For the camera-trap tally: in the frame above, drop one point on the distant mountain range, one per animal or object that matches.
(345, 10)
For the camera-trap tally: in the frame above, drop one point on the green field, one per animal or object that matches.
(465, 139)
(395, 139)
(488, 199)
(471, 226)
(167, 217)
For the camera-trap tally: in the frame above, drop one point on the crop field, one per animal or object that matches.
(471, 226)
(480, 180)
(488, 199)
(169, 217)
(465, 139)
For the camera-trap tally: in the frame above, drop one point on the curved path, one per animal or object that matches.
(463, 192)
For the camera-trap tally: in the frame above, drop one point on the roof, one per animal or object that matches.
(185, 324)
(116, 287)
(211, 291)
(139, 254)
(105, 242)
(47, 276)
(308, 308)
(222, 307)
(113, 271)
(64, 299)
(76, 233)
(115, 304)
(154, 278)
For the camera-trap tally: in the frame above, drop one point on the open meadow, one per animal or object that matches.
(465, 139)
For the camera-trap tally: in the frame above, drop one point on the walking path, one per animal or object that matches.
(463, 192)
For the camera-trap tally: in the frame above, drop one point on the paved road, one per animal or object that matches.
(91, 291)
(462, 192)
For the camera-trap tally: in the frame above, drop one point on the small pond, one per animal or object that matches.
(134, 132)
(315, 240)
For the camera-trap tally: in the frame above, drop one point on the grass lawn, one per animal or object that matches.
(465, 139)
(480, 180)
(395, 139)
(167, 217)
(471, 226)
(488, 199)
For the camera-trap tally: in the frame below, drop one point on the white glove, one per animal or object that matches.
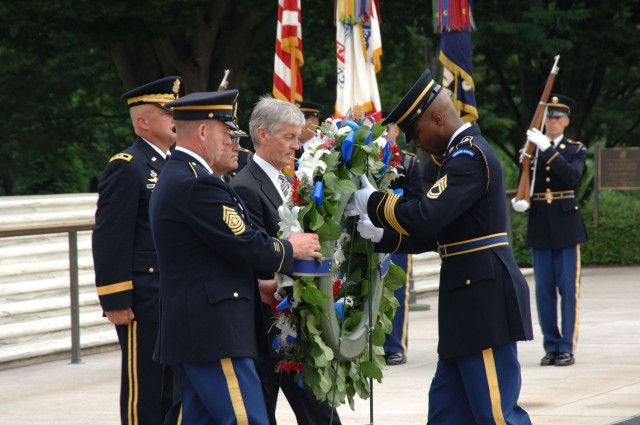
(367, 230)
(358, 203)
(540, 140)
(521, 205)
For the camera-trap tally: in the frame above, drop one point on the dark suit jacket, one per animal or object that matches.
(483, 297)
(208, 253)
(259, 195)
(124, 255)
(558, 224)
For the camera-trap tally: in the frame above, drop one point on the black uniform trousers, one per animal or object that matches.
(141, 378)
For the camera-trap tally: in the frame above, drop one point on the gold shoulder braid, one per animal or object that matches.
(122, 156)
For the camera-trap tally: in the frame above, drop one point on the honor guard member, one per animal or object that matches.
(311, 111)
(409, 185)
(483, 297)
(124, 255)
(243, 154)
(209, 253)
(555, 231)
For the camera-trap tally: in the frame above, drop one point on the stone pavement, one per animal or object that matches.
(603, 387)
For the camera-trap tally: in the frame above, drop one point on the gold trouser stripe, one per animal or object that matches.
(115, 287)
(234, 392)
(132, 367)
(494, 388)
(405, 321)
(576, 325)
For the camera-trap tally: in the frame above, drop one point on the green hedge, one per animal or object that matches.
(616, 239)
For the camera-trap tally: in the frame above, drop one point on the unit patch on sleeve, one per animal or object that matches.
(437, 188)
(233, 220)
(123, 156)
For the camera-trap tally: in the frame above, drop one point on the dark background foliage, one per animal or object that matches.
(65, 63)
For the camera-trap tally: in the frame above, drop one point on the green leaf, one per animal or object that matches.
(370, 370)
(330, 230)
(395, 278)
(313, 296)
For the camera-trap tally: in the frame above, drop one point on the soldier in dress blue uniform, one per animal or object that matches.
(209, 253)
(410, 185)
(556, 230)
(483, 298)
(124, 256)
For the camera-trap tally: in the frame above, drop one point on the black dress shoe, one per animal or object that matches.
(549, 359)
(394, 359)
(565, 359)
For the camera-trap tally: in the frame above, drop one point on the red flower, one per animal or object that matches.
(291, 367)
(297, 199)
(337, 286)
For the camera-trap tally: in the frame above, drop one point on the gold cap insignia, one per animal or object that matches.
(233, 220)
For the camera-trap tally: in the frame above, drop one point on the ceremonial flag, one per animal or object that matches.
(453, 19)
(358, 51)
(287, 82)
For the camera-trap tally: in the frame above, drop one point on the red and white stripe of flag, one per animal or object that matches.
(287, 82)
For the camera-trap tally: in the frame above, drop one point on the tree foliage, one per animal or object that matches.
(66, 62)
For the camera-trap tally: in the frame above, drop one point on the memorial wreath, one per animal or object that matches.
(333, 315)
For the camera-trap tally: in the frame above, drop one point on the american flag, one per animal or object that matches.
(287, 82)
(454, 20)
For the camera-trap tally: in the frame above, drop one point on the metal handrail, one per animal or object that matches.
(72, 230)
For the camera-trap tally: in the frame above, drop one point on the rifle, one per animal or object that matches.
(524, 185)
(225, 82)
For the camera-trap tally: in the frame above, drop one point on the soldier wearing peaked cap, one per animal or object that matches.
(126, 267)
(483, 298)
(311, 112)
(555, 231)
(209, 253)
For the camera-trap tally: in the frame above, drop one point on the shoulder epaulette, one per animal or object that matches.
(122, 156)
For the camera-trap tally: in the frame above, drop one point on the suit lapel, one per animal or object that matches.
(266, 185)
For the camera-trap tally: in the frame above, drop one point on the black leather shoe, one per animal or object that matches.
(394, 359)
(565, 359)
(549, 359)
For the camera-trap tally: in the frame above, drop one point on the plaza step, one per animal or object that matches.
(35, 312)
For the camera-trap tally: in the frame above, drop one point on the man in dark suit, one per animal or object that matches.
(483, 298)
(208, 253)
(275, 128)
(410, 185)
(556, 230)
(124, 256)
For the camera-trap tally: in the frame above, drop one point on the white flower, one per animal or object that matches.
(289, 221)
(338, 254)
(308, 165)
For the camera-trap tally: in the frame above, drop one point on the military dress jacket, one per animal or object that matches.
(124, 256)
(208, 253)
(555, 220)
(483, 296)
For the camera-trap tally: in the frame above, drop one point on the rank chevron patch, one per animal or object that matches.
(437, 188)
(233, 220)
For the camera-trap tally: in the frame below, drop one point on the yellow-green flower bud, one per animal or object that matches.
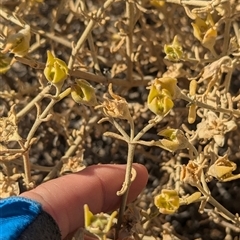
(18, 43)
(166, 84)
(5, 63)
(159, 104)
(56, 70)
(173, 51)
(84, 93)
(205, 31)
(162, 91)
(167, 202)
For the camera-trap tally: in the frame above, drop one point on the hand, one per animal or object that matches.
(63, 198)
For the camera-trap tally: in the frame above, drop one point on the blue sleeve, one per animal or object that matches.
(22, 218)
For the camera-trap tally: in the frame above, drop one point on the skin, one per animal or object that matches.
(63, 198)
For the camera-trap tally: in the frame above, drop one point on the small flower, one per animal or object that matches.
(18, 43)
(222, 169)
(9, 128)
(56, 70)
(173, 140)
(193, 106)
(84, 93)
(99, 224)
(5, 63)
(116, 107)
(214, 127)
(205, 31)
(191, 173)
(167, 202)
(160, 96)
(174, 51)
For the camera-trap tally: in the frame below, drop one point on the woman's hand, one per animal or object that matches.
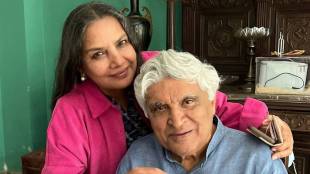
(286, 148)
(146, 170)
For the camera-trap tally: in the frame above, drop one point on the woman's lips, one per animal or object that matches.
(180, 134)
(121, 74)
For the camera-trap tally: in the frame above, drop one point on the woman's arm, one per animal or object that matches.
(66, 147)
(237, 116)
(255, 113)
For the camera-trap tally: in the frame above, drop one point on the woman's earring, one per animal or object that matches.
(83, 77)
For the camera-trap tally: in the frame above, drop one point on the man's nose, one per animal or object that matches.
(116, 58)
(176, 118)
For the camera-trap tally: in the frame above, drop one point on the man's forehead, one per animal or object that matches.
(172, 91)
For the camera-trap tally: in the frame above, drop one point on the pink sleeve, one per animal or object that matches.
(147, 55)
(67, 147)
(237, 116)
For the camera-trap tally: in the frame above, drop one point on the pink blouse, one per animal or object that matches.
(86, 132)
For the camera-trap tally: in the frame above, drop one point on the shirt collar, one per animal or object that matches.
(97, 102)
(215, 140)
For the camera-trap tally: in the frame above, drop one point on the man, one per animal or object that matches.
(177, 93)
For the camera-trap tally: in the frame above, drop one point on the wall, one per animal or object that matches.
(30, 33)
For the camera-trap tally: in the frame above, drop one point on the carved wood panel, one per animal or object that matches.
(208, 32)
(296, 28)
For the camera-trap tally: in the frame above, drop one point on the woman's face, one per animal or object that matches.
(108, 57)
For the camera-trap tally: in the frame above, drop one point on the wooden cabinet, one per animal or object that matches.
(295, 111)
(208, 28)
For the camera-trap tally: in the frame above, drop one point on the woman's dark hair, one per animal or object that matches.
(70, 58)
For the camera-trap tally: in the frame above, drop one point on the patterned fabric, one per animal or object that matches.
(135, 126)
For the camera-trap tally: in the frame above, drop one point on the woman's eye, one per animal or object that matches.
(123, 43)
(98, 54)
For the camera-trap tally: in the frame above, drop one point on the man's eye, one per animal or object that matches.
(158, 108)
(189, 102)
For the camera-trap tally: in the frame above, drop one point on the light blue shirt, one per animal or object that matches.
(229, 151)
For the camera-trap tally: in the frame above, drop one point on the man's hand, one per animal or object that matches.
(286, 148)
(146, 170)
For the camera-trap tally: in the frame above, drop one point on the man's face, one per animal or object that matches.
(181, 116)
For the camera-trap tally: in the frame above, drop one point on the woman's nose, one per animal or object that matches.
(116, 59)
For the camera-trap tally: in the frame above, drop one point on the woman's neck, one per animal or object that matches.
(119, 96)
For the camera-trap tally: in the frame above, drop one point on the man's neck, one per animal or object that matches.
(190, 161)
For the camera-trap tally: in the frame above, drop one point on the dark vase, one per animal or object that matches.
(141, 25)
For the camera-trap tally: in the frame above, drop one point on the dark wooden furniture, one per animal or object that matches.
(208, 28)
(33, 162)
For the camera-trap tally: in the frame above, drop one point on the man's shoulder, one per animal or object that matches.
(147, 142)
(242, 139)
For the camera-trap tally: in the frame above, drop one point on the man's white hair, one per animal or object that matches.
(179, 66)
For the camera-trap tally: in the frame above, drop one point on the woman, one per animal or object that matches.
(94, 110)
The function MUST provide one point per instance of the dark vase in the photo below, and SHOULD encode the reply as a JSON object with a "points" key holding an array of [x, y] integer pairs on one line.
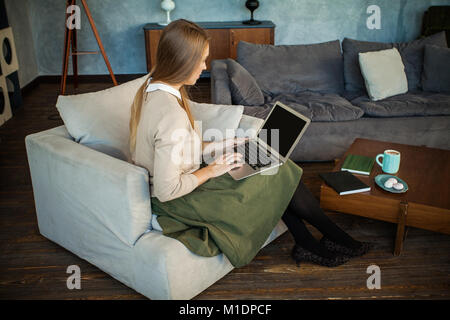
{"points": [[252, 5]]}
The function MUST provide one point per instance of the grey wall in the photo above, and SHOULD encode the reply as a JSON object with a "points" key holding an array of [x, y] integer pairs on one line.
{"points": [[120, 25], [19, 20]]}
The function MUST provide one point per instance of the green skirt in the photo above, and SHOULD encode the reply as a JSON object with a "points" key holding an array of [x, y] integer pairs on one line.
{"points": [[229, 216]]}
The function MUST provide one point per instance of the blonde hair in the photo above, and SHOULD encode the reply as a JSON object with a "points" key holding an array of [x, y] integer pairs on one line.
{"points": [[180, 50]]}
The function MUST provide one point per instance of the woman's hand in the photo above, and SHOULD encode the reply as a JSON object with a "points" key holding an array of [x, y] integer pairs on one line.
{"points": [[224, 163]]}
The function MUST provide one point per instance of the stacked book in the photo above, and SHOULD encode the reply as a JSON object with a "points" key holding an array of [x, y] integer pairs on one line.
{"points": [[344, 182]]}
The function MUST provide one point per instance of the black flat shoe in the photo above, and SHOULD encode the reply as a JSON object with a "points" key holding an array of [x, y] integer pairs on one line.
{"points": [[340, 249], [300, 254]]}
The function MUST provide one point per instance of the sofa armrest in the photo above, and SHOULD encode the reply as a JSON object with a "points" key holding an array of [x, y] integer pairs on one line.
{"points": [[73, 182], [220, 88]]}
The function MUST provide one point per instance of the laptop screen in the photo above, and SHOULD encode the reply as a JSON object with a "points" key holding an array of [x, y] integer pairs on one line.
{"points": [[289, 127]]}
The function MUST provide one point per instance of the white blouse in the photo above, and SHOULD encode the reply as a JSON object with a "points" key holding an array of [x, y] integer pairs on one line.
{"points": [[166, 144]]}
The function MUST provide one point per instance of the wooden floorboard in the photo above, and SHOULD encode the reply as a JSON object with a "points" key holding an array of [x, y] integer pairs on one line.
{"points": [[33, 267]]}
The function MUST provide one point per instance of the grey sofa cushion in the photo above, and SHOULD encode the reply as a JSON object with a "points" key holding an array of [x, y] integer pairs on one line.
{"points": [[244, 89], [317, 106], [416, 103], [412, 56], [411, 52], [436, 69], [294, 68]]}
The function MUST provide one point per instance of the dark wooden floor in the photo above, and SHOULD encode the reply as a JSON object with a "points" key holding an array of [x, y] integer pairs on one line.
{"points": [[32, 267]]}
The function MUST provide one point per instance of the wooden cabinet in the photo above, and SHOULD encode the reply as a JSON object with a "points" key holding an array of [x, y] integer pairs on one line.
{"points": [[225, 37]]}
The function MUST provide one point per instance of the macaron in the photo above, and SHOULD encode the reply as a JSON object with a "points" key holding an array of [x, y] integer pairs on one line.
{"points": [[398, 186], [388, 184]]}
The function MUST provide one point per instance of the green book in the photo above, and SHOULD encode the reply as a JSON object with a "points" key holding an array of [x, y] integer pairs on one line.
{"points": [[358, 164]]}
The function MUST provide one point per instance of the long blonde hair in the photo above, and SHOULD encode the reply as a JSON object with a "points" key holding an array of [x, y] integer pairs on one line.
{"points": [[180, 50]]}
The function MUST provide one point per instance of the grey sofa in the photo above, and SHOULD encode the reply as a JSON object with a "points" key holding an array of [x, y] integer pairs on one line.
{"points": [[324, 82]]}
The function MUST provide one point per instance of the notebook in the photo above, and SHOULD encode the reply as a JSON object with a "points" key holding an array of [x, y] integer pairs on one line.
{"points": [[343, 182], [358, 164]]}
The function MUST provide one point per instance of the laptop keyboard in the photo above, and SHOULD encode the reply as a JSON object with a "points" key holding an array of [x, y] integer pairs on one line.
{"points": [[256, 155]]}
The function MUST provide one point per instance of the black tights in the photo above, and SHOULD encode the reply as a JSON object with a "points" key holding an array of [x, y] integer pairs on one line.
{"points": [[303, 205]]}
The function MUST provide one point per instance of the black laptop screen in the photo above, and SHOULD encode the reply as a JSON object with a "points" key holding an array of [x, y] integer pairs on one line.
{"points": [[289, 127]]}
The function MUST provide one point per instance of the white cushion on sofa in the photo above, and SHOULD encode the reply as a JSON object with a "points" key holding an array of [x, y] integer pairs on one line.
{"points": [[100, 120], [384, 73], [223, 118]]}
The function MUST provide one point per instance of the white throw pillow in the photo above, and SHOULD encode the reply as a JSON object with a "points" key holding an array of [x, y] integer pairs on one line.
{"points": [[384, 73], [224, 119], [101, 119]]}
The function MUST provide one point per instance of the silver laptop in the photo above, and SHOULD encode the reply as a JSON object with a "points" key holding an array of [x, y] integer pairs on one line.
{"points": [[274, 142]]}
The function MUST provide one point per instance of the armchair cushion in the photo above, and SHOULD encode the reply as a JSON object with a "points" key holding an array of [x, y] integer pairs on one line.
{"points": [[244, 89], [100, 120], [294, 68]]}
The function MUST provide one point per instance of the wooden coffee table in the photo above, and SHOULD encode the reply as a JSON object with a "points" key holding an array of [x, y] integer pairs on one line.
{"points": [[425, 205]]}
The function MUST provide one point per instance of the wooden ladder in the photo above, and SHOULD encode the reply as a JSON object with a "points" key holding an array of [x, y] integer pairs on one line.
{"points": [[70, 48]]}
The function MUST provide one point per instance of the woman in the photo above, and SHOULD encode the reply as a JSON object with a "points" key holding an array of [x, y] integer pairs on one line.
{"points": [[197, 203]]}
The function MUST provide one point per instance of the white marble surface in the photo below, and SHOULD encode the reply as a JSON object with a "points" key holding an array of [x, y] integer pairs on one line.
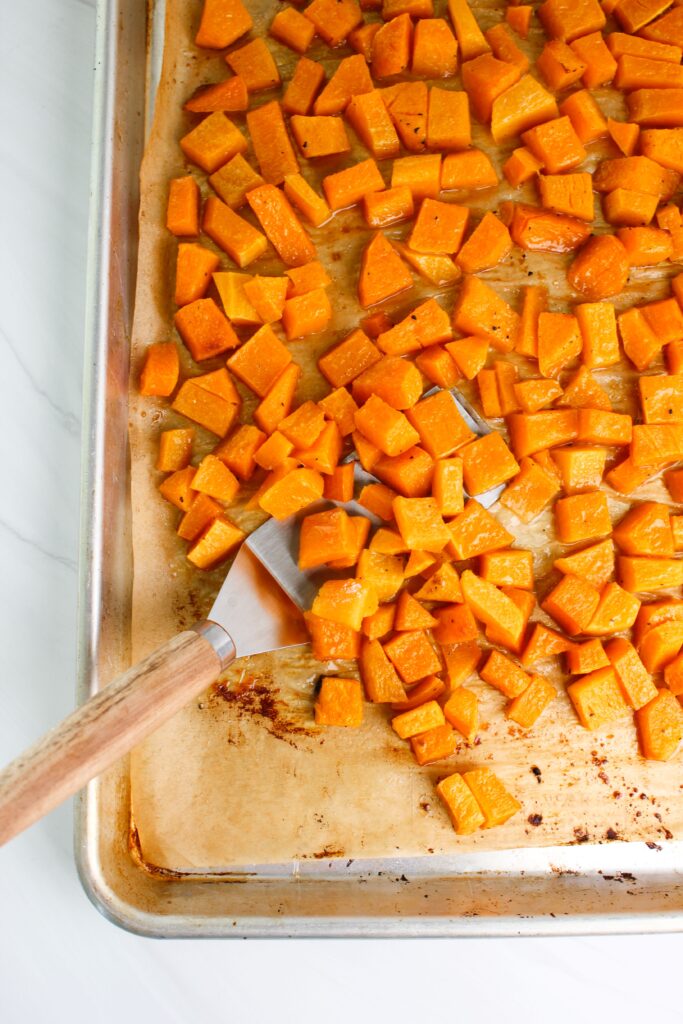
{"points": [[58, 958]]}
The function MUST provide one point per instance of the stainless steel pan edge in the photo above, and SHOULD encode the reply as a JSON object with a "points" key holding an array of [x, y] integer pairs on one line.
{"points": [[589, 889]]}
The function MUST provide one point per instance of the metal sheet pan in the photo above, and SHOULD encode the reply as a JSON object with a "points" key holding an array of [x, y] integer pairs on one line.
{"points": [[621, 887]]}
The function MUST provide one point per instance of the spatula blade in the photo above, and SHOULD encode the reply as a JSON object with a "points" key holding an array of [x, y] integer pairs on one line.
{"points": [[254, 610], [259, 601]]}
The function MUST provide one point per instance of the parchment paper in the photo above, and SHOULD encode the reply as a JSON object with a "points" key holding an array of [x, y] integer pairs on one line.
{"points": [[243, 776]]}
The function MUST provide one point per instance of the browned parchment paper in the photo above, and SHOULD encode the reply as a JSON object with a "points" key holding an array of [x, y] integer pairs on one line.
{"points": [[243, 776]]}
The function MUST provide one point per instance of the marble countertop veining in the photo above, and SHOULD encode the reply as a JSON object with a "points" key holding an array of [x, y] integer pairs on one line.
{"points": [[58, 958]]}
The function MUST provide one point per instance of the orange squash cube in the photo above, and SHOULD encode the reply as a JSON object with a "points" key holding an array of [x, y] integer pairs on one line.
{"points": [[201, 513], [414, 657], [330, 640], [222, 23], [161, 370], [544, 643], [491, 605], [182, 212], [480, 310], [440, 427], [216, 543], [461, 663], [239, 450], [462, 712], [325, 537], [461, 806], [427, 689], [508, 568], [497, 804], [645, 530], [486, 463], [345, 601], [633, 677], [213, 142], [214, 478], [530, 492], [434, 744], [442, 585], [275, 407], [412, 723], [475, 530], [505, 675], [259, 361], [585, 657], [339, 702], [529, 706], [582, 517], [420, 523], [293, 493], [660, 726], [572, 603], [597, 698], [206, 408], [379, 676], [456, 625]]}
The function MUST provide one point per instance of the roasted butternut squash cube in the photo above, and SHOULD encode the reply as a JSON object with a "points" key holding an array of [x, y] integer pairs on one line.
{"points": [[293, 493], [205, 330], [475, 530], [384, 571], [213, 141], [585, 657], [582, 517], [529, 706], [379, 676], [645, 530], [497, 804], [486, 463], [455, 625], [505, 675], [214, 545], [259, 361], [430, 688], [633, 677], [572, 603], [214, 478], [462, 711], [339, 702], [461, 663], [206, 408], [412, 723], [331, 640], [324, 537], [660, 726], [442, 585], [462, 808], [420, 523], [597, 698], [345, 601], [414, 657], [434, 744]]}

===============

▸ EXERCISE INSTRUCTIONS
From the line that contains "The function MUST provide one point per instance of the roasted" to the last line of the material above, repeat every line exactly, keeping both the first and the last.

▸ RESPONSE BELOW
The function MUST provide one point per instance of the roasted butternut squash cube in the photo above, and SHOULD encode the reply as a JSON object with a "points" key holding an array of [x, y] integer pairs on one line.
{"points": [[293, 493], [205, 330], [475, 530], [384, 571], [213, 141], [585, 657], [582, 517], [529, 706], [379, 676], [645, 530], [497, 804], [486, 463], [455, 625], [505, 675], [214, 545], [259, 361], [430, 688], [633, 677], [572, 603], [214, 478], [462, 711], [339, 702], [461, 663], [206, 408], [412, 723], [331, 640], [324, 537], [660, 726], [442, 585], [462, 808], [420, 523], [597, 698], [345, 601], [414, 657], [434, 744]]}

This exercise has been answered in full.